─── Extrait fourni ───

Image d'illustration. Image d'illustration.   (ANSA) Éditorial

Il y a 11 ans, la tragédie de Lampedusa

Le 3 octobre 2013, devant l'île sicilienne plus proche de l'Afrique que de l'Italie, 368 migrants sont morts. Aujourd'hui comme hier, le Pape François appelle à un monde plus accueillant, solidaire et fraternel.

Massimiliano Menichetti* - Cité du Vatican

L'Europe, le monde entier en proie aux guerres, à la pauvreté, à la violence continue de débattre et de se diviser sur la question des migrations, oubliant presque, que le mot ne dessine pas des abstractions, mais parle de visages, d'histoires, de personnes, souvent de douleurs et de tragédies. Les frontières marquées par des murs sont souvent infranchissables pour ceux qui fuient l'horreur des conflits ou cherchent une vie meilleure. Des hommes, des femmes et des enfants sont morts dans les déserts en tentant la traversée, otages dans les centres de détention, engloutis par les vagues de la mer, comme il y a onze ans.

Le 3 octobre 2013, l'espoir de 543 âmes s'est transformé en horreur. Le bateau de pêche sur lequel ils voyageaient a chaviré, coulant à environ un demi-mille de l'île italienne de Lampedusa. Éthiopiens et Érythréens étaient partis deux jours plus tôt de Misurata, en Libye, à bord d'une embarcation d'une vingtaine de mètres. Il s'agit de l'une des plus graves tragédies maritimes depuis le début du XXIe siècle en Méditerranée: 368 morts confirmés, 155 survivants, 20 présumés disparus. En juillet de la même année, le Pape François, qui effectuait le premier voyage de son pontificat précisément à Lampedusa, a exprimé sa tristesse face à une autre tragédie maritime qui s'était déroulée au large de ces côtes peu de temps auparavant. Il a parlé de la «mondialisation de l'indifférence» qui nous rend tous «responsables». Il a répété que «nous ne sommes plus attentifs au monde dans lequel nous vivons, nous ne nous en préoccupons pas, nous ne gardons pas ce que Dieu a créé pour tous, et nous ne sommes même plus capables de nous garder les uns les autres».

─── Lignes brutes ───

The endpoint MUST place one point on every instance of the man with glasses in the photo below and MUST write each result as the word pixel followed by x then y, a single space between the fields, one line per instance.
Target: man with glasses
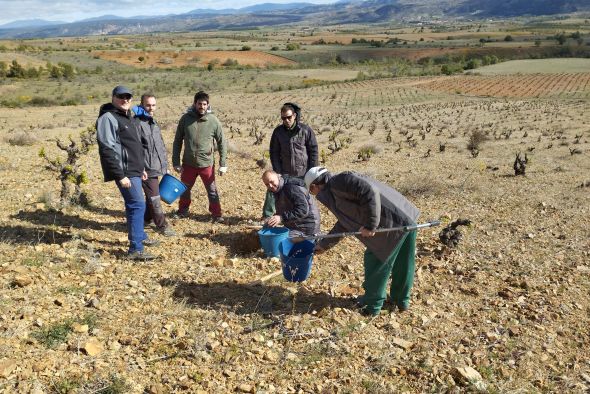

───
─── Lignes brutes ───

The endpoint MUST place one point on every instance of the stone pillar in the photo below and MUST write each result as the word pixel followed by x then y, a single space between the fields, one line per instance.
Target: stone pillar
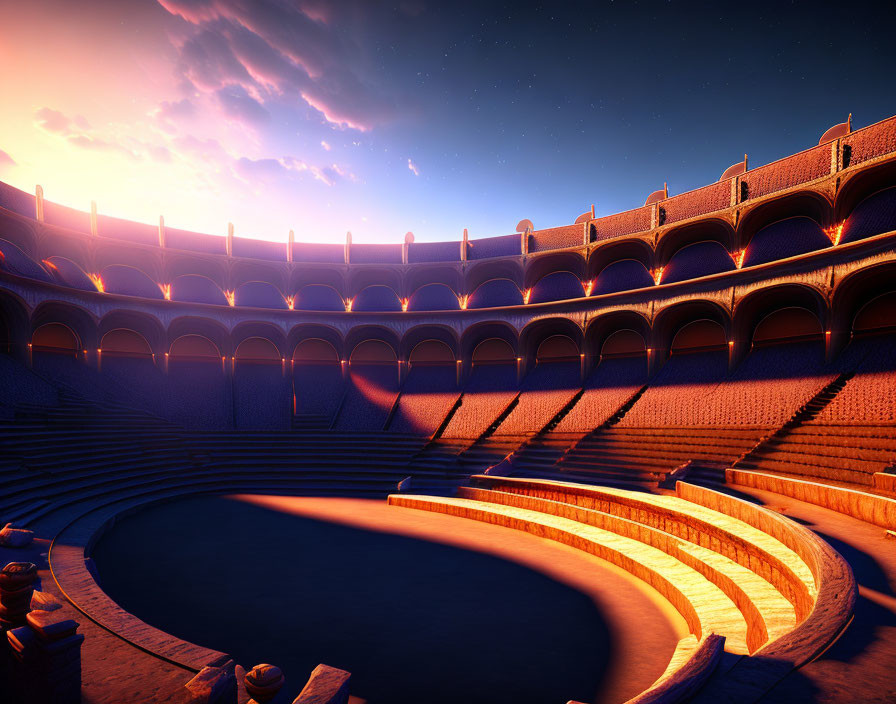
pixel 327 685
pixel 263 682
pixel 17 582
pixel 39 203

───
─── Lignes brutes ───

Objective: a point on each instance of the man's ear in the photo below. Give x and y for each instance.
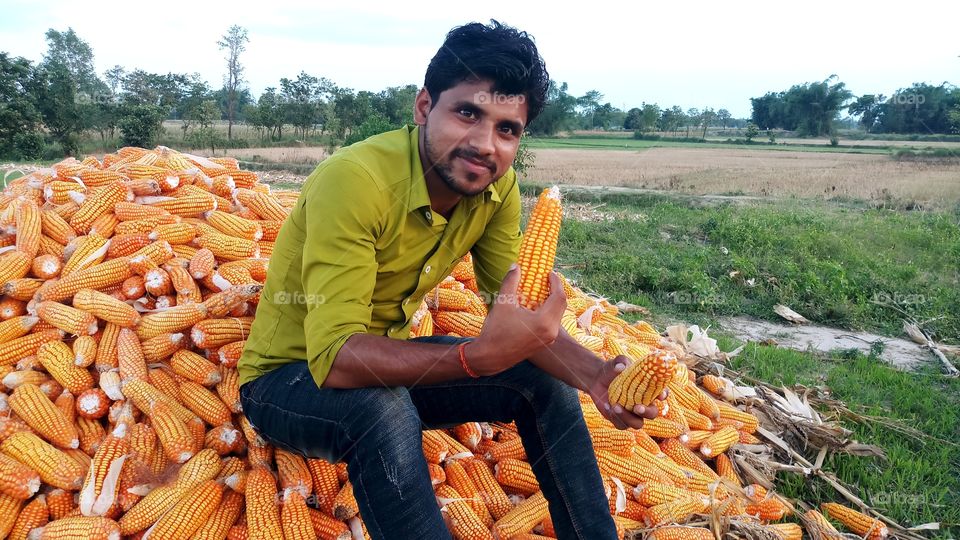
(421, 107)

───

> **Consignes**
(1) Dans l'éditorial sur la tragédie de Lampedusa, de quelle ville les Éthiopiens et les Érythréens étaient-ils partis ?
(2) Renommez "centres de détention" en "camps de rétention" dans le passage de l'éditorial sur Lampedusa qui va de "L'Europe, le monde" jusqu'à "a onze ans.", puis donnez ce passage.

> **Réponses complètes**
(1) Ils étaient partis de Misurata, en Libye.

(2)
L'Europe, le monde entier en proie aux guerres, à la pauvreté, à la violence continue de débattre et de se diviser sur la question des migrations, oubliant presque, que le mot ne dessine pas des abstractions, mais parle de visages, d'histoires, de personnes, souvent de douleurs et de tragédies. Les frontières marquées par des murs sont souvent infranchissables pour ceux qui fuient l'horreur des conflits ou cherchent une vie meilleure. Des hommes, des femmes et des enfants sont morts dans les déserts en tentant la traversée, otages dans les camps de rétention, engloutis par les vagues de la mer, comme il y a onze ans.